- TEXT BLOCK -
For this and unrelated business reasons, I switched to LemonSqueezy. Once onboarded to their system, I asked Claude Code to replace PayPal entirely:

We currently have billing implemented through PayPal. I now want to switch to a different provider, LemonSqueezy. LemonSqueezy (or LS) is a merchant-of-record service with a simple integration. We need to rework the billing page to show links to LS products and accept and verify LS webhooks and top-up credits.

(more LS integration details omitted for brevity)

First, list out all the changes needed to completely remove PayPal and replace it with LemonSqueezy, and come up with a detailed plan of action.

The replacement (with tests) took about two hours, excluding LS setup.

Development recap

The last step of the initial build was reviewing generated copy and docs and asking Claude to fix issues. From the original brief to a deployed production instance, the initial development took ~15 hours across four days (excluding non-coding tasks like payment setup and deployment). At that point the codebase contained ~4,000 lines of Python (about half of which were tests), ~3,000 lines of HTML, and ~3,000 lines of CSS.

To simulate ongoing development and add typical early-stage features, I then completed several follow-up tasks over the next few days:

Onboarding (drip) email campaign
Admin notification system
Google Analytics and Ads (GDPR-friendly)

- DATA FOR REVIEW -
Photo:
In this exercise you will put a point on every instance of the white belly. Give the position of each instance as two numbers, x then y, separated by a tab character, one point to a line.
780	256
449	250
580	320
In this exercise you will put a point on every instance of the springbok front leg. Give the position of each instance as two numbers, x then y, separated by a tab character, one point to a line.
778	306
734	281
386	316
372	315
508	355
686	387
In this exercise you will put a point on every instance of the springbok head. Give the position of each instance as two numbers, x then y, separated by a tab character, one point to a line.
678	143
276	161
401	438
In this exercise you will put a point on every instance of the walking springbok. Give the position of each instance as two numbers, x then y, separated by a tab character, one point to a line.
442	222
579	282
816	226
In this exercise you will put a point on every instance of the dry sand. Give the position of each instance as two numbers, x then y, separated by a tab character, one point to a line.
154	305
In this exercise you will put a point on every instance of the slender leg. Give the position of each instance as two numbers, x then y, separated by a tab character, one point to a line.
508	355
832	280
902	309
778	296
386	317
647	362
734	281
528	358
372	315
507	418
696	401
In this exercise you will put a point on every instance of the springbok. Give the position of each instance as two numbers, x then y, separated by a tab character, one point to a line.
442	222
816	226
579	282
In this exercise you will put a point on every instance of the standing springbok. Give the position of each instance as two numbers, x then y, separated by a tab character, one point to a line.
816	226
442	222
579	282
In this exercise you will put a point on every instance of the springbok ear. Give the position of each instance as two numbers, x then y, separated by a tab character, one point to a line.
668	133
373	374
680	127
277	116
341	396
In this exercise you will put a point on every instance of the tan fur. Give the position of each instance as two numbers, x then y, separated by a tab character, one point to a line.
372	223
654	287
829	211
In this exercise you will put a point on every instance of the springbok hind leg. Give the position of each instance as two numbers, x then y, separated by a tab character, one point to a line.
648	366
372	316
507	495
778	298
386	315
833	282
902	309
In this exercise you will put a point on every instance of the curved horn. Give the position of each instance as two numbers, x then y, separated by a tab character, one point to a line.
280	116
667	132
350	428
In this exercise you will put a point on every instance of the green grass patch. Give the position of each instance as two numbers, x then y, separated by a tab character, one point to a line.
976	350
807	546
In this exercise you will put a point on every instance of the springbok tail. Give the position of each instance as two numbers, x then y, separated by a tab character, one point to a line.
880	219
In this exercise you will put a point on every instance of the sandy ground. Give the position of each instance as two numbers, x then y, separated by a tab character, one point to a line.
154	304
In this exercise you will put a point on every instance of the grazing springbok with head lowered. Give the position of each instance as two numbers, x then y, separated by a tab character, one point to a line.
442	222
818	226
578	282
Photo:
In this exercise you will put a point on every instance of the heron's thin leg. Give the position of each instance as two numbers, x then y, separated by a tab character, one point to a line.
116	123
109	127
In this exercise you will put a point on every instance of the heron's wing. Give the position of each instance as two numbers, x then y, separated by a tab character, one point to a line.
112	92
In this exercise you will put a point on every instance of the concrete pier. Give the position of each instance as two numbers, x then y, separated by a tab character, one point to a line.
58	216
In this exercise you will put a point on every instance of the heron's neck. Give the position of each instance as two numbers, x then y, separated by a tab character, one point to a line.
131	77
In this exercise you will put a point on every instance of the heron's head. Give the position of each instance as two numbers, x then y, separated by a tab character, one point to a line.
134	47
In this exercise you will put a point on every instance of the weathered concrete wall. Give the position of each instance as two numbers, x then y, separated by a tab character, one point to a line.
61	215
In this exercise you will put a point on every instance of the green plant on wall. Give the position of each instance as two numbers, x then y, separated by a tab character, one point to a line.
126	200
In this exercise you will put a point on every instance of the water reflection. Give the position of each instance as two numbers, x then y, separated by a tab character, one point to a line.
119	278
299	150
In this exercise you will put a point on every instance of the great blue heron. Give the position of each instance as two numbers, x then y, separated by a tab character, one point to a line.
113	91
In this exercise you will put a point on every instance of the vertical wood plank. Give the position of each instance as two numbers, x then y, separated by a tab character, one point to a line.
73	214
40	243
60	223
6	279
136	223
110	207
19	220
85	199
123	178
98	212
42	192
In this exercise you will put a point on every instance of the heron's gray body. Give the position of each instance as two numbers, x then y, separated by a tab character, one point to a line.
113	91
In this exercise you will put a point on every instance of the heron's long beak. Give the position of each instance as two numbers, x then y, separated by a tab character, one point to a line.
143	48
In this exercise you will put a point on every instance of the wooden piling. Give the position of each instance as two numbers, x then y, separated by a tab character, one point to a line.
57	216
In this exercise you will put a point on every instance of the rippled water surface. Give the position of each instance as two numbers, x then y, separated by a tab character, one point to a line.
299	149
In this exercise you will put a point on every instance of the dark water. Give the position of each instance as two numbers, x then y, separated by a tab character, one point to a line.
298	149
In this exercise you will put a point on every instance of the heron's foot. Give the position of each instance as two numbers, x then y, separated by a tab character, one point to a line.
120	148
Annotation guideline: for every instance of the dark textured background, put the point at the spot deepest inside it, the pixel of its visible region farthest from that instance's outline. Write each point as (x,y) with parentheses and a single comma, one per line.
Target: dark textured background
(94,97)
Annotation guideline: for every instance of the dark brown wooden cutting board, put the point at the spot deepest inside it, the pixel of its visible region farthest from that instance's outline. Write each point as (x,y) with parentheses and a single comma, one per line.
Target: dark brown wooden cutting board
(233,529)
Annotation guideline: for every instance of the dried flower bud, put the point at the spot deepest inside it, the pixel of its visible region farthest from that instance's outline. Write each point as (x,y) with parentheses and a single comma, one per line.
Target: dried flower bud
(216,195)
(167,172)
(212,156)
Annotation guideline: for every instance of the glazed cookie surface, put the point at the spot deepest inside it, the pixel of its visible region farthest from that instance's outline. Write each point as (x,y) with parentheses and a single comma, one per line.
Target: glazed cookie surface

- WORK TO BE COMPLETED -
Reproduce a section of the passage about switching from PayPal to LemonSqueezy, beginning at the words "For this and" and stopping after the words "plan of action.". Nothing in the records is needed.

- FINISHED EXERCISE -
For this and unrelated business reasons, I switched to LemonSqueezy. Once onboarded to their system, I asked Claude Code to replace PayPal entirely:

We currently have billing implemented through PayPal. I now want to switch to a different provider, LemonSqueezy. LemonSqueezy (or LS) is a merchant-of-record service with a simple integration. We need to rework the billing page to show links to LS products and accept and verify LS webhooks and top-up credits.

(more LS integration details omitted for brevity)

First, list out all the changes needed to completely remove PayPal and replace it with LemonSqueezy, and come up with a detailed plan of action.